Exercise directions:
Transcribe the entries that follow exactly as they appear, minus pictures.

Given data:

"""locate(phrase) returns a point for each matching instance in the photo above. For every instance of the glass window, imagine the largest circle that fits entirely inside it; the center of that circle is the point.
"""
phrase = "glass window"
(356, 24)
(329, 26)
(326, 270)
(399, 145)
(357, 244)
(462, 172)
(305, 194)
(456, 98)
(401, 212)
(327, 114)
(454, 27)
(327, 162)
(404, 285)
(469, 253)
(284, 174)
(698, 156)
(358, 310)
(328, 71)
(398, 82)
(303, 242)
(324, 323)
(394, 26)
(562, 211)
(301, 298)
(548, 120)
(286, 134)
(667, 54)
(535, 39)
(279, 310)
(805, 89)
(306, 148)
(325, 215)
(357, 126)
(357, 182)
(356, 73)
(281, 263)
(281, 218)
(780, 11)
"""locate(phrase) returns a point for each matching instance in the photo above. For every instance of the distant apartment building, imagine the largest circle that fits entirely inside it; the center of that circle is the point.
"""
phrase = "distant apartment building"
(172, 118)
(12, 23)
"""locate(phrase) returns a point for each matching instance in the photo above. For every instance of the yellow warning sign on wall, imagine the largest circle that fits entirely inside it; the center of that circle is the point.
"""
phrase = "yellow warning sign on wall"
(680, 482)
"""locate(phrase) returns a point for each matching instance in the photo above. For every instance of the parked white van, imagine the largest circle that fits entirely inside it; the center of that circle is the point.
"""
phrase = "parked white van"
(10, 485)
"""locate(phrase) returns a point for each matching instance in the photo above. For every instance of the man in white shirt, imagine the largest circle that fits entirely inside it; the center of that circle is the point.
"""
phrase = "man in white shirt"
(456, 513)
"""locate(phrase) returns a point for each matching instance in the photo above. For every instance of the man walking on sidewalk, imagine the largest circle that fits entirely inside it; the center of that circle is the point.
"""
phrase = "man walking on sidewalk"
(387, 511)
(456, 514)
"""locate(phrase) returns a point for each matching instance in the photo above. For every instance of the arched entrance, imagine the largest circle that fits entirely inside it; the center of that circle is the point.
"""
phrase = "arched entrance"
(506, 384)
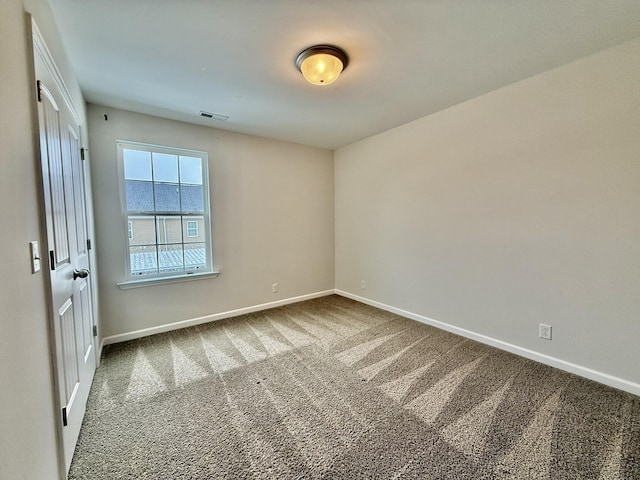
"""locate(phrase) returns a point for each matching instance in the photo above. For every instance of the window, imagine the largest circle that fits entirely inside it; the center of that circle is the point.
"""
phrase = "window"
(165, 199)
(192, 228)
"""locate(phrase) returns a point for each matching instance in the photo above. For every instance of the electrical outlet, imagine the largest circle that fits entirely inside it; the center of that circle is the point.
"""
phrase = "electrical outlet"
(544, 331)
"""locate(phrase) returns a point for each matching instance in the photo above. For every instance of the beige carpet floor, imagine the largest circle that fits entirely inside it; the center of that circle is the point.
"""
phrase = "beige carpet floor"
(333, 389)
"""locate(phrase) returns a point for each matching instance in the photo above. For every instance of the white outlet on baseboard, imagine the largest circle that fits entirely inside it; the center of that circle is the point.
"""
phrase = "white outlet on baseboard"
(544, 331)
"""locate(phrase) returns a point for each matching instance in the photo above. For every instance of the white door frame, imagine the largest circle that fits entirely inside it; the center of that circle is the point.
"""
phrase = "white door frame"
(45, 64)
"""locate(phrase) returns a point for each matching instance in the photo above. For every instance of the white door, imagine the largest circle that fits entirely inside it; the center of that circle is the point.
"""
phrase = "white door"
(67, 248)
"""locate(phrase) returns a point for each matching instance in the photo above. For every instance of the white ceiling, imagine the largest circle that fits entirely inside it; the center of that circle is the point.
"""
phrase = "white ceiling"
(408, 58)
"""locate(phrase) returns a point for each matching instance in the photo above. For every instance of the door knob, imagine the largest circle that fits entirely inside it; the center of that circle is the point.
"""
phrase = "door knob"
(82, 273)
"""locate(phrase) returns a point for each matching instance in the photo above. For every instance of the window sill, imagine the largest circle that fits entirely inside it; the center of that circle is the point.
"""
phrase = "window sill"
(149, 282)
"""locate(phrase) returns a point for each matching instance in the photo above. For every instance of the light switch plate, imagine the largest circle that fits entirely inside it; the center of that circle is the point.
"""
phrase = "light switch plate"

Exercise solution:
"""locate(phrase) returns a point for each matching instance in the photo above. For every instance of the glass window, imagine the largest circle that fits entirely inside it; the center of that circle is the point.
"""
phrase = "glass window"
(356, 24)
(329, 26)
(326, 270)
(399, 145)
(357, 244)
(462, 172)
(305, 194)
(456, 98)
(401, 212)
(327, 114)
(454, 27)
(327, 162)
(404, 285)
(469, 253)
(284, 174)
(698, 156)
(358, 310)
(328, 71)
(398, 82)
(303, 242)
(324, 323)
(394, 26)
(562, 211)
(301, 298)
(548, 120)
(286, 134)
(667, 54)
(535, 39)
(279, 310)
(805, 89)
(306, 148)
(325, 215)
(357, 126)
(357, 182)
(356, 73)
(281, 263)
(281, 218)
(780, 11)
"""locate(phrase) returns a point for each matching instance in the photo above. For every instance of the distant apartment building, imagine the largest circle that fits entirely inside it; the center of that circle is the point.
"""
phrase = "distant apartment building"
(172, 118)
(12, 23)
"""locate(phrase) returns a point for each matching instance in the photo above. For every instance of the yellow warning sign on wall, imagine the largest circle that fits entirely inside it; the center of that circle is the point.
"""
phrase = "yellow warning sign on wall"
(680, 482)
"""locate(phrase) returns a point for each matching instance in the photo above. For every instance of the parked white van, imagine the largest circle that fits entirely inside it; the center of that circle is the point.
"""
phrase = "parked white van"
(10, 485)
"""locate(phrase) returns a point for each matching instance in the photo above. For every instance of the man in white shirt, imagine the largest circle that fits entirely inside it; the center of that circle is the point.
"""
phrase = "man in white shirt"
(456, 513)
"""locate(phrase) returns a point for each matching instance in the photo above. For every instance of the man walking on sidewalk, imagine the largest circle that fits entirely inside it; the center of that circle is the point.
"""
phrase = "man walking on sidewalk"
(387, 511)
(456, 514)
"""locate(phrase) returns a point for each matching instance in the photo above. For every instance of the arched entrance, imagine the largest circle that fits entirely inside it; the center of that circle is the point.
"""
phrase = "arched entrance"
(506, 384)
"""locate(phrase) returns a point for each matching instance in the photo above. For every instance of the window, imagine the largest circle that fits entirely inside it; the center of that circle is the point.
"""
phrase = "window"
(165, 199)
(192, 228)
"""locate(phrase) returns a point for each matching instance in the photo above. For every instance of the electrical outlet, imagine the largest circle that fits entirely inside it; the center of that circle is the point.
"""
phrase = "electrical outlet"
(544, 331)
"""locate(phrase) returns a point for each matching instance in the photo above. For every instance of the beige carpet floor, imagine the largest circle that fits entirely inside it; the center of that circle is the point.
"""
phrase = "beige carpet floor"
(333, 389)
"""locate(phrase) returns a point for each matching instance in the photo above. For every instance of the white outlet on baseboard, imagine the largest circle that fits entirely inside it; the center of that circle is the point.
"""
phrase = "white outlet on baseboard"
(544, 331)
"""locate(phrase) returns a point for each matching instance in the photo above. For every instance of the white door frame, imagine the largest circle that fits entirely inside it; the center of that circle is the point.
"""
phrase = "white door frame"
(45, 64)
"""locate(phrase) returns a point for each matching instance in the photo above. For every instance of the white door, imagine the largest circle that fits entirely inside it; the center of that circle is the point.
"""
phrase = "white door"
(67, 248)
"""locate(phrase) returns a point for each matching instance in the photo above. For every instance of the white ceiling, imagine the largest circle that fits entirely inside it; the center of that circle is the point.
"""
phrase = "white ceiling"
(408, 58)
"""locate(phrase) returns a point for each matching instance in the photo above. For every instance of the door knob, imagine the largest circle that fits entirely inside it; the center of that circle is the point.
"""
phrase = "door knob"
(82, 273)
"""locate(phrase) returns a point for each matching instance in the photo above. For every instance of the window sill, imagine the largest circle that fits entirely inside it; the center of that circle is the point.
"""
phrase = "window sill"
(149, 282)
"""locate(phrase) returns a point for each matching instance in the photo above. For every instance of the light switch plate, imagine the largest circle that fits entirely inside it; the center of that circle is the point.
"""
phrase = "light switch plate"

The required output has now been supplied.